▶ [Dataset records]:
******************************

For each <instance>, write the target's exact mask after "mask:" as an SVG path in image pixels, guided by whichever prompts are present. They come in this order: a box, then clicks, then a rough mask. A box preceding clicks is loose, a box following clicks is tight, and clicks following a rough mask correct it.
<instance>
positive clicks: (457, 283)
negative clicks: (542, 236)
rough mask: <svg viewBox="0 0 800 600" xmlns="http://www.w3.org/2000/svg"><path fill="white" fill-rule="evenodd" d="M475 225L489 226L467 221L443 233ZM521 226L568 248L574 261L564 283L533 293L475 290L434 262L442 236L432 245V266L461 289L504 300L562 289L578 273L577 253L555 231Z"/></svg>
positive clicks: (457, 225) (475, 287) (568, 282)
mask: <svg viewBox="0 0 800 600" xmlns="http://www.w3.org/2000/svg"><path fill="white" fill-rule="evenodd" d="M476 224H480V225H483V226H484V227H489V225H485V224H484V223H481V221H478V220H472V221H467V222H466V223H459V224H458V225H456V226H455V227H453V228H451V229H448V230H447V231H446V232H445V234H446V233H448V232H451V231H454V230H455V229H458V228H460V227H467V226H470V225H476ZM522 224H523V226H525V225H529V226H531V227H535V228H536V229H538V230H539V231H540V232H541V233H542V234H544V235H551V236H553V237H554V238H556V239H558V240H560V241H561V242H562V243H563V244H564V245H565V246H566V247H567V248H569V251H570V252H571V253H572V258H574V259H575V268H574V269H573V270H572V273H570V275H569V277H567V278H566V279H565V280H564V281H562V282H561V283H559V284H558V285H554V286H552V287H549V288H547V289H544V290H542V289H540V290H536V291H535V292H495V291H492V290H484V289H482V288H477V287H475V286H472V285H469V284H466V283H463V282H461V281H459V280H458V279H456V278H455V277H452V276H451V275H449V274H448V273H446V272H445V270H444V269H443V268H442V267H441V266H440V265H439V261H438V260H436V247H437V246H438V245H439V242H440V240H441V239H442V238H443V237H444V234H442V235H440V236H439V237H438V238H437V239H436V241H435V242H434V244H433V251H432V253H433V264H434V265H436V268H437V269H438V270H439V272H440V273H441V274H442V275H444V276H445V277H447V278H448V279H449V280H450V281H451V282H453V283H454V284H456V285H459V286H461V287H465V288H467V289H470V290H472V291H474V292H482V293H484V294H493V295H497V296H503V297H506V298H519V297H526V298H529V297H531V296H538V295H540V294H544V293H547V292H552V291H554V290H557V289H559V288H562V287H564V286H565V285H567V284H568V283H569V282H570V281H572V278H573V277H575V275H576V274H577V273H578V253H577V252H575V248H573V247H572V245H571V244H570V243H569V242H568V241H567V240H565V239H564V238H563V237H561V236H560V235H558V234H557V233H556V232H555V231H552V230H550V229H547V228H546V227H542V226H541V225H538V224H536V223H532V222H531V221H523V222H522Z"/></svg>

******************************

▶ [Task item]:
Format the material from its first line through the line containing "positive clicks: (457, 283)", both ends included, as a Markdown table with the columns Row and Line. Leave out blank lines.

▶ [Solved exercise]:
| Row | Line |
|---|---|
| 1 | For each <instance>, write the target's exact mask after "mask:" as an SVG path in image pixels, guided by whichever prompts are present. They come in this order: a box, then clicks, then a rough mask. A box preceding clicks is loose, a box following clicks is tight, and clicks following a rough mask correct it. |
| 2 | <instance> |
| 3 | positive clicks: (457, 283) |